====== Exercise data

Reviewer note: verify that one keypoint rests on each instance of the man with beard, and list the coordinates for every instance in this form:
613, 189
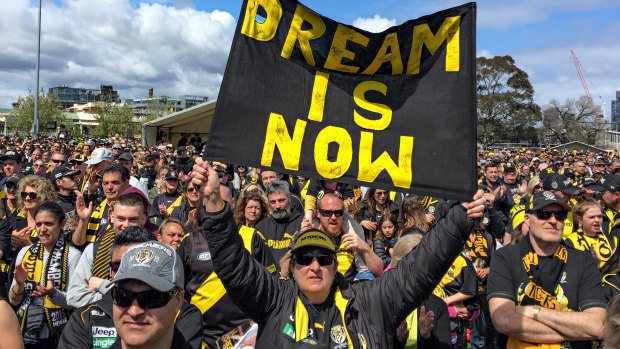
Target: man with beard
115, 182
283, 224
514, 188
609, 194
65, 181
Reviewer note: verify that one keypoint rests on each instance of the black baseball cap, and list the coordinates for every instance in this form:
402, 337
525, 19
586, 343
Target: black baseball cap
171, 175
509, 167
63, 171
11, 155
610, 182
558, 182
543, 198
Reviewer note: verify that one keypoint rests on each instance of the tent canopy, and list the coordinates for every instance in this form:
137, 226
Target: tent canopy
196, 119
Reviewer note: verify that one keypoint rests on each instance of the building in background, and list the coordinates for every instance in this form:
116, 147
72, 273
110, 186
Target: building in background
615, 112
68, 96
155, 107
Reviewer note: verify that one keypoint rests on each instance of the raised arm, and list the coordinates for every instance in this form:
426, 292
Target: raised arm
248, 283
404, 288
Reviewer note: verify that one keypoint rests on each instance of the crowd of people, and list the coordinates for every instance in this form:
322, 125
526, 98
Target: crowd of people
105, 243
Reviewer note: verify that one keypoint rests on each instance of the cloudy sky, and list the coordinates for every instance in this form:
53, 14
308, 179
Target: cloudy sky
180, 47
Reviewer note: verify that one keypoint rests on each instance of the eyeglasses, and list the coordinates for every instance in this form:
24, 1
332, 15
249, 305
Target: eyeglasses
546, 214
32, 196
114, 265
151, 299
329, 213
308, 257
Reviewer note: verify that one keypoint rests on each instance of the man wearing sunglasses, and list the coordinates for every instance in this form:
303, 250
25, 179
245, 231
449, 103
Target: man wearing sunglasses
93, 326
561, 186
284, 222
355, 257
609, 194
319, 305
539, 290
66, 184
56, 160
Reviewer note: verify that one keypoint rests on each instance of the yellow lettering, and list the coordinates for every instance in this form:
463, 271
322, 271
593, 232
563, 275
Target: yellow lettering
319, 90
261, 31
369, 170
360, 100
295, 34
335, 169
422, 35
391, 42
338, 50
278, 136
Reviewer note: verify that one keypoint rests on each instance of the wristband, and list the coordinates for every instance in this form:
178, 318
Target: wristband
536, 311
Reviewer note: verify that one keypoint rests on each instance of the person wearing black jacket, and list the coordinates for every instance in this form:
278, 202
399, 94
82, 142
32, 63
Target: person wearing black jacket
360, 315
284, 222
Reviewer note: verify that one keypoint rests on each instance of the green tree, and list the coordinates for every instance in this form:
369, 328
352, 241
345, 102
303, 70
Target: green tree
573, 120
114, 119
21, 118
506, 108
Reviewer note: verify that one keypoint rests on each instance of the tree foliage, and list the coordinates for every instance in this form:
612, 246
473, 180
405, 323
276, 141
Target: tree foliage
114, 119
506, 108
21, 117
573, 120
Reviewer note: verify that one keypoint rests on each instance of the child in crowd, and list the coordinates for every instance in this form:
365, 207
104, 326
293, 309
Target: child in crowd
386, 238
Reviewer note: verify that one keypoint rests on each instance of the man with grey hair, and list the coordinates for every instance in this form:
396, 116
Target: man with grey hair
284, 222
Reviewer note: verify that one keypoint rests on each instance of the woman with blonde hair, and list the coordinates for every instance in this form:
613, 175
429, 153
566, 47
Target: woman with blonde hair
414, 214
251, 208
32, 192
589, 236
429, 325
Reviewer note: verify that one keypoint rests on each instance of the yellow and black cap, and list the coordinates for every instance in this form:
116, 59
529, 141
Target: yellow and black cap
542, 199
314, 238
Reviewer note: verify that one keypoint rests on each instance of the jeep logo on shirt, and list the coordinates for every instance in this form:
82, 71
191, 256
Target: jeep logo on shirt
104, 331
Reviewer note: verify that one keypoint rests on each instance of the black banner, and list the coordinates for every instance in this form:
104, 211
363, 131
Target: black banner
306, 95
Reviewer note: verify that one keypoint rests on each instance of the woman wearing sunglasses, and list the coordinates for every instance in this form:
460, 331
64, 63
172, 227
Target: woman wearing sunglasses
41, 279
589, 237
31, 192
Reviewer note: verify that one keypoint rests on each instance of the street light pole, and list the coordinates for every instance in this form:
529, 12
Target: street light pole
35, 124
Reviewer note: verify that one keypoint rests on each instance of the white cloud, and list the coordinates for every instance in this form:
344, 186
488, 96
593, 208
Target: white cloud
174, 49
556, 76
375, 24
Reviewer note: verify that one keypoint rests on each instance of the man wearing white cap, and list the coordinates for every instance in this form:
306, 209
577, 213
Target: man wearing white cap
99, 159
148, 295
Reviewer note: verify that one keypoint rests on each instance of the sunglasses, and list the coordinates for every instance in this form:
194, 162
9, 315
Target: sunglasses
151, 299
329, 213
308, 257
114, 265
31, 196
546, 214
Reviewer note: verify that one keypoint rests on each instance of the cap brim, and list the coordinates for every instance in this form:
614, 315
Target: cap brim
571, 190
157, 283
312, 245
595, 187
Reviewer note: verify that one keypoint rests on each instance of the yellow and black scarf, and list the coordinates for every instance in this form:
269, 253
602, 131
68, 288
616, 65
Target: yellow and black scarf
543, 288
604, 246
54, 267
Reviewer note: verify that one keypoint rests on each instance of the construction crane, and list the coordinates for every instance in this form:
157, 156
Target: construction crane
585, 86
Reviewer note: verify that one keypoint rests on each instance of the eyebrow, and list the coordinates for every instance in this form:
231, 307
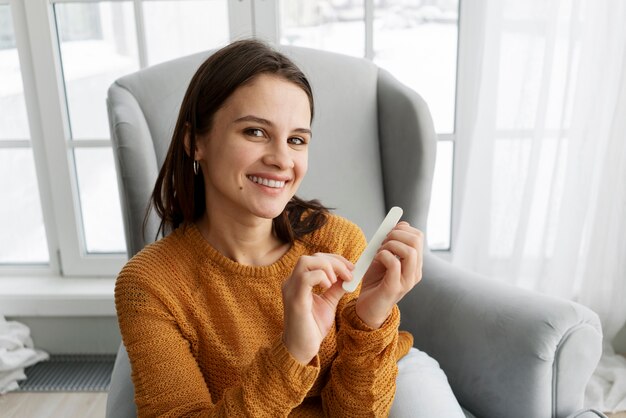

============

Set task:
How many lines in the data above contain the string "person"? Case matters, and the reply should be only the count.

Exercise response:
2